(REQUIRED TASK): Please rewrite the items below as a numbered list, leaving out any blank lines.

(Records from a data collection)
******************************
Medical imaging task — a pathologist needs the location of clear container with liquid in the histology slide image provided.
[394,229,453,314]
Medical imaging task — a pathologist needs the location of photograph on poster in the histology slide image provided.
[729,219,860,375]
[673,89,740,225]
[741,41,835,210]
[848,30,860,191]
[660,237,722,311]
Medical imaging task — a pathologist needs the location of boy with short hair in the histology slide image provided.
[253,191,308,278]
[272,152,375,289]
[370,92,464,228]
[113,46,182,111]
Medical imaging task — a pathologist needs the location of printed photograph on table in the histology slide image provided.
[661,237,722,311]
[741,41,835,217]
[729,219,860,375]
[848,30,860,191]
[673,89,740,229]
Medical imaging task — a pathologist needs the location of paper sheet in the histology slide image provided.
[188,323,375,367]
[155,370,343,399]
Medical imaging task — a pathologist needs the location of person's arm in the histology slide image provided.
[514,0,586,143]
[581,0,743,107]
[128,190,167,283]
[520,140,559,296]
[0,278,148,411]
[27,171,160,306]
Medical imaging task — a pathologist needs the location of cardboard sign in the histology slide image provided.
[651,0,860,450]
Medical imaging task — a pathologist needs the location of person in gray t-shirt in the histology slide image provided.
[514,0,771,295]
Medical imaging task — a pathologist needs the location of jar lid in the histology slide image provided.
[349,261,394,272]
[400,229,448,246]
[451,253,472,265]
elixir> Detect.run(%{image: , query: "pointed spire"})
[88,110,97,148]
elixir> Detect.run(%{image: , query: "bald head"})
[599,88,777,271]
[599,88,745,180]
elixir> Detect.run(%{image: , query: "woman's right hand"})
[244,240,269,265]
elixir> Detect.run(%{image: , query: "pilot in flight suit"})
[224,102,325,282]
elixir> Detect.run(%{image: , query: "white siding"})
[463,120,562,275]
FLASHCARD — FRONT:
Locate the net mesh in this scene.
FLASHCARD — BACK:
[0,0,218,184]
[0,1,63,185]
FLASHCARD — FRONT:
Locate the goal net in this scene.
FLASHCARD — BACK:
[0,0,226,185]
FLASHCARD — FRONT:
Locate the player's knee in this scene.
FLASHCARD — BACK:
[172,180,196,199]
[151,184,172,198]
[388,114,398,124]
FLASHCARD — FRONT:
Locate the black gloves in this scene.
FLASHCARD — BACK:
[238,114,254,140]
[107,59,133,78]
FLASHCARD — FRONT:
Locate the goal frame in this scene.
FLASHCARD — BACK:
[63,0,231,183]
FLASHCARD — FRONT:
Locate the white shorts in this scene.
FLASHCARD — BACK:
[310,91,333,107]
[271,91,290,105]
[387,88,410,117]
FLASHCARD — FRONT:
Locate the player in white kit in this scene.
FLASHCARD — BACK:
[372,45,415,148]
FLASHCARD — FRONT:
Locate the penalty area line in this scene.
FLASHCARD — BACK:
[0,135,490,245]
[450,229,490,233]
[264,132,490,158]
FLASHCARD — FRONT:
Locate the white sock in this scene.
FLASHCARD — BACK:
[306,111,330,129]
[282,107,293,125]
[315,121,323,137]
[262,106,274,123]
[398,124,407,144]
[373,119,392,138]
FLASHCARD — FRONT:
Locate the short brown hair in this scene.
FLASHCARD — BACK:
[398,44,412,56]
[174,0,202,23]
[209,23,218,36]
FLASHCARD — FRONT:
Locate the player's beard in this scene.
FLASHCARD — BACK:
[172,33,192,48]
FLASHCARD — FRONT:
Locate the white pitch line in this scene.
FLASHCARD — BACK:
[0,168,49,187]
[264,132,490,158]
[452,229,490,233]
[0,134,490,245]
******************************
(RESPONSE TO THE TASK):
1. Medical imaging task — a pathologist needs the location of clear container with liquid in the histology slide image provided.
2. [394,229,453,314]
3. Medical imaging task — a pathologist needs the location of photograph on poster in the histology slide image provided.
4. [729,219,860,375]
5. [673,89,740,225]
6. [741,41,835,210]
7. [848,30,860,191]
8. [660,237,722,311]
9. Medical imaging task — a pathologist needs the location of boy with short hair in the histology slide image provided.
10. [253,191,308,278]
11. [272,152,375,289]
12. [370,92,464,228]
13. [113,46,182,111]
14. Medical imaging task — a pathologist needs the location of printed photograph on table in the histology slide image provided.
15. [661,237,722,311]
16. [741,41,835,217]
17. [729,219,860,375]
18. [848,30,860,191]
19. [673,89,740,229]
20. Medical imaging task — a pathologist needs the location of paper sheet in the histology slide image provided.
21. [188,323,375,367]
22. [155,370,343,399]
23. Medical imaging task — a pathologist needs the location of person's arm in the histology slide image provided.
24. [514,0,586,143]
25. [581,0,743,107]
26. [128,190,167,283]
27. [520,140,559,296]
28. [0,278,148,411]
29. [27,171,160,306]
30. Medical imaging task — a pathologist needs the location of cardboard sign in the histology slide image provided.
31. [651,0,860,450]
32. Medical imaging task — a pathologist needs the location of person in gray t-shirt in the histology slide image provided.
33. [514,0,771,295]
34. Medical imaging task — a pathologist needs the location of jar lid in the histology slide image provided.
35. [349,261,394,272]
36. [400,229,448,246]
37. [451,253,472,265]
38. elixir> Detect.run(%{image: , query: "pointed spire"})
39. [88,110,97,148]
40. elixir> Detect.run(%{image: , query: "bald head"})
41. [599,88,777,271]
42. [599,88,745,180]
43. elixir> Detect.run(%{image: , query: "woman's right hand"})
44. [244,240,269,265]
45. elixir> Detect.run(%{image: , query: "pilot in flight suit"})
46. [224,102,325,282]
47. elixir> Detect.run(%{image: , query: "white siding"})
48. [463,120,562,275]
49. FLASHCARD — FRONT:
50. Locate the net mesh in this scene.
51. FLASHCARD — BACK:
52. [0,0,218,184]
53. [0,1,63,185]
54. FLASHCARD — FRONT:
55. Locate the goal net in this scene.
56. FLASHCARD — BACK:
57. [0,0,226,185]
58. FLASHCARD — FRONT:
59. Locate the player's knee in this scene.
60. FLASHCARD — BACK:
61. [172,180,196,199]
62. [151,184,172,198]
63. [388,114,398,124]
64. FLASHCARD — FRONT:
65. Locate the black gloves in this scene.
66. FLASHCARD — BACK:
67. [238,114,254,140]
68. [107,59,133,78]
69. FLASHCARD — FRONT:
70. Locate the goal frame in this scene.
71. FLASHCARD — BACK:
72. [63,0,231,183]
73. FLASHCARD — FRONT:
74. Locate the white shorts in this scene.
75. FLASHCARD — BACK:
76. [310,91,333,107]
77. [271,91,290,105]
78. [387,88,410,117]
79. FLASHCARD — FRONT:
80. Locate the player in white kit in this scene.
81. FLASHCARD — BACK:
82. [372,45,415,148]
83. FLASHCARD — FRONT:
84. Locate the penalty area line in this scene.
85. FLASHCARD — BACK:
86. [0,135,490,245]
87. [450,229,490,233]
88. [264,132,490,158]
89. FLASHCARD — FRONT:
90. Locate the white sock in this scene.
91. FLASHCARD — BACK:
92. [306,111,330,129]
93. [282,107,293,125]
94. [315,121,323,137]
95. [262,106,274,123]
96. [398,124,407,144]
97. [373,119,392,138]
98. FLASHCARD — FRONT:
99. Locate the short brown hair in this scene.
100. FLASHCARD — BACK:
101. [398,44,412,56]
102. [174,0,202,23]
103. [209,23,218,36]
104. FLASHCARD — FRONT:
105. Locate the player's beard in this scene.
106. FLASHCARD — BACK:
107. [172,33,192,48]
108. FLASHCARD — FRONT:
109. Locate the white pitch line in this scene.
110. FLASHCARD — BACK:
111. [0,168,49,187]
112. [264,132,490,158]
113. [452,229,490,233]
114. [0,134,490,245]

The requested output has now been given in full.